EXERCISE: Retype every one of the entries below word for word, keeping each character and line unchanged.

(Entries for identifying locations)
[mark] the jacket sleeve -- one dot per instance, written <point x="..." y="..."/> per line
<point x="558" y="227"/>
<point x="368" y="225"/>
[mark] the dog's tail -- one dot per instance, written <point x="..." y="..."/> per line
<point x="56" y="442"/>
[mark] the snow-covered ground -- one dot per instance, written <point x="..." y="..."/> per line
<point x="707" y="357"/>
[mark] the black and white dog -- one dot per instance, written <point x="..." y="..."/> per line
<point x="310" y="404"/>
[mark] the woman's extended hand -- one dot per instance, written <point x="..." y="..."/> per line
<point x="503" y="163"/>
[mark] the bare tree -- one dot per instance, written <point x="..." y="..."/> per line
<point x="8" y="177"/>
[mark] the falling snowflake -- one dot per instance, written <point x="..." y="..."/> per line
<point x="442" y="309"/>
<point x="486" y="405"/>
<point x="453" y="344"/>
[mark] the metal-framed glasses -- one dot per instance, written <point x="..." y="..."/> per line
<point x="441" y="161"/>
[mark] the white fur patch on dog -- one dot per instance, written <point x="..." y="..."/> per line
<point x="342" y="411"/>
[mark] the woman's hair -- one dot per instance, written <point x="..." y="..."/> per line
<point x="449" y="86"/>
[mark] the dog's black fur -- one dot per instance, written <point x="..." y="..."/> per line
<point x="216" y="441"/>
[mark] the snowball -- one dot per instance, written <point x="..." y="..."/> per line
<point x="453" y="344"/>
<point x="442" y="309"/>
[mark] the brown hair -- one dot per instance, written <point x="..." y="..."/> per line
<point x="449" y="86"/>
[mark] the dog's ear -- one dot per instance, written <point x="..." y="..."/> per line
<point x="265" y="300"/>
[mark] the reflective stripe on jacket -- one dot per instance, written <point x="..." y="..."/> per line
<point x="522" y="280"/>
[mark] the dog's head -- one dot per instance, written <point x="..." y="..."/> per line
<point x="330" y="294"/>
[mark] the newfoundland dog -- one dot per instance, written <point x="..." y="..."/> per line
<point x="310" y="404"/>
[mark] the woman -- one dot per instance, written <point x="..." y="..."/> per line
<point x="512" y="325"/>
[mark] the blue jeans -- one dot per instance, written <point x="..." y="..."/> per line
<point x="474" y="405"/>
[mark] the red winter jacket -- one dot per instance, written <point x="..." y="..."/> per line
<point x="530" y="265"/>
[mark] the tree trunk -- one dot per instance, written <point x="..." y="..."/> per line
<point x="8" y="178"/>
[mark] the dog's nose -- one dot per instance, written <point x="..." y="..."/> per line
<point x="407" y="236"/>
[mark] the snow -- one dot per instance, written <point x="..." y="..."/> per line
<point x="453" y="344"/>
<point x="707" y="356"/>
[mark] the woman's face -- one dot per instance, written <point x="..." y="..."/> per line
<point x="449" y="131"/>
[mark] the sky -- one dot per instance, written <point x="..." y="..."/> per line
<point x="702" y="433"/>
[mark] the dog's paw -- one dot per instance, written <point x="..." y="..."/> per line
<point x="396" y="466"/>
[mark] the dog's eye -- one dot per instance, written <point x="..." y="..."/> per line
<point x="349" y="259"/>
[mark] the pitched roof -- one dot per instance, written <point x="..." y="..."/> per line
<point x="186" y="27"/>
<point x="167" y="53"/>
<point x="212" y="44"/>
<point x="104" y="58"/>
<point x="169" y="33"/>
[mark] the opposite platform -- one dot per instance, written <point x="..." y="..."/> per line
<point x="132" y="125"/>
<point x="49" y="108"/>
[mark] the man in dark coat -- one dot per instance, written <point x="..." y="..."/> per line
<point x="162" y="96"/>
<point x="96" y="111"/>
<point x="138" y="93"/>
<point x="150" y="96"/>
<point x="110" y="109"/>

EXERCISE OUTPUT:
[mark] the jacket sleeve -- one dot per instance, written <point x="..." y="..."/> per line
<point x="558" y="227"/>
<point x="368" y="225"/>
[mark] the dog's tail -- one dot per instance, written <point x="..." y="..."/> per line
<point x="56" y="442"/>
[mark] the snow-covered ground -- one dot per instance, written <point x="..." y="..."/> per line
<point x="707" y="357"/>
[mark] the black and white dog -- one dot per instance, written <point x="..." y="..."/> per line
<point x="310" y="404"/>
[mark] the woman's extended hand -- one dot per instance, written <point x="..." y="..."/> per line
<point x="503" y="163"/>
[mark] the bare tree -- one dot per instance, written <point x="..." y="..."/> per line
<point x="8" y="177"/>
[mark] the falling snowflake -- one dot per instance, written <point x="..." y="..."/> per line
<point x="442" y="309"/>
<point x="486" y="405"/>
<point x="453" y="344"/>
[mark] the metal-framed glasses -- one dot per instance, written <point x="..." y="..."/> per line
<point x="441" y="161"/>
[mark] the white fur patch on dog -- one dot per instance, written <point x="..." y="..."/> per line
<point x="342" y="411"/>
[mark] the woman's hair -- one dot per instance, written <point x="..." y="..."/> per line
<point x="449" y="86"/>
[mark] the dog's black fur -- one dot per instance, written <point x="..." y="..."/> per line
<point x="216" y="441"/>
[mark] the snowball -- one dot per instance, written <point x="..." y="..."/> per line
<point x="453" y="344"/>
<point x="442" y="309"/>
[mark] the brown hair -- one dot per instance, written <point x="..." y="..."/> per line
<point x="449" y="86"/>
[mark] the dog's ear -- one dot per instance, written <point x="..." y="..."/> per line
<point x="265" y="300"/>
[mark] the reflective stripe on jacket -- one dot per instance, written <point x="..." y="..."/> per line
<point x="522" y="280"/>
[mark] the dog's head -- one dot per instance, written <point x="..." y="..."/> per line
<point x="330" y="294"/>
[mark] the newfoundland dog -- one dot per instance, written <point x="..." y="..."/> per line
<point x="310" y="404"/>
[mark] the woman -- one dot per instance, written <point x="..." y="..."/> per line
<point x="512" y="325"/>
[mark] the blue jeans -- one dot per instance, written <point x="..." y="..."/> per line
<point x="474" y="405"/>
[mark] the red winter jacket -- one dot per instance, written <point x="..." y="..."/> per line
<point x="530" y="265"/>
[mark] the tree trunk -- one dot per instance, written <point x="..." y="..."/> per line
<point x="8" y="178"/>
[mark] the dog's nose -- one dot per instance, written <point x="..." y="..."/> per line
<point x="407" y="236"/>
[mark] the snow -- one dot per instance, written <point x="..." y="..."/> per line
<point x="453" y="344"/>
<point x="707" y="356"/>
[mark] the woman's face -- one dot per instance, written <point x="..." y="..."/> per line
<point x="449" y="131"/>
[mark] the sky -- one dot per instance, written <point x="..." y="..."/> per line
<point x="702" y="433"/>
[mark] the dog's paw -- one dot per instance, written <point x="..." y="..."/> per line
<point x="396" y="466"/>
[mark] the dog's eye -- one dot per instance, written <point x="..." y="..."/> per line
<point x="349" y="259"/>
[mark] the pitched roof -- one dot per instance, written <point x="..." y="..."/> per line
<point x="186" y="27"/>
<point x="167" y="53"/>
<point x="212" y="44"/>
<point x="104" y="58"/>
<point x="169" y="33"/>
[mark] the opposite platform -- one dot per instance, written <point x="..." y="..."/> per line
<point x="132" y="125"/>
<point x="49" y="108"/>
[mark] the man in dark coat -- one dot per instance, written <point x="..." y="..."/> per line
<point x="162" y="96"/>
<point x="96" y="111"/>
<point x="138" y="93"/>
<point x="150" y="96"/>
<point x="110" y="109"/>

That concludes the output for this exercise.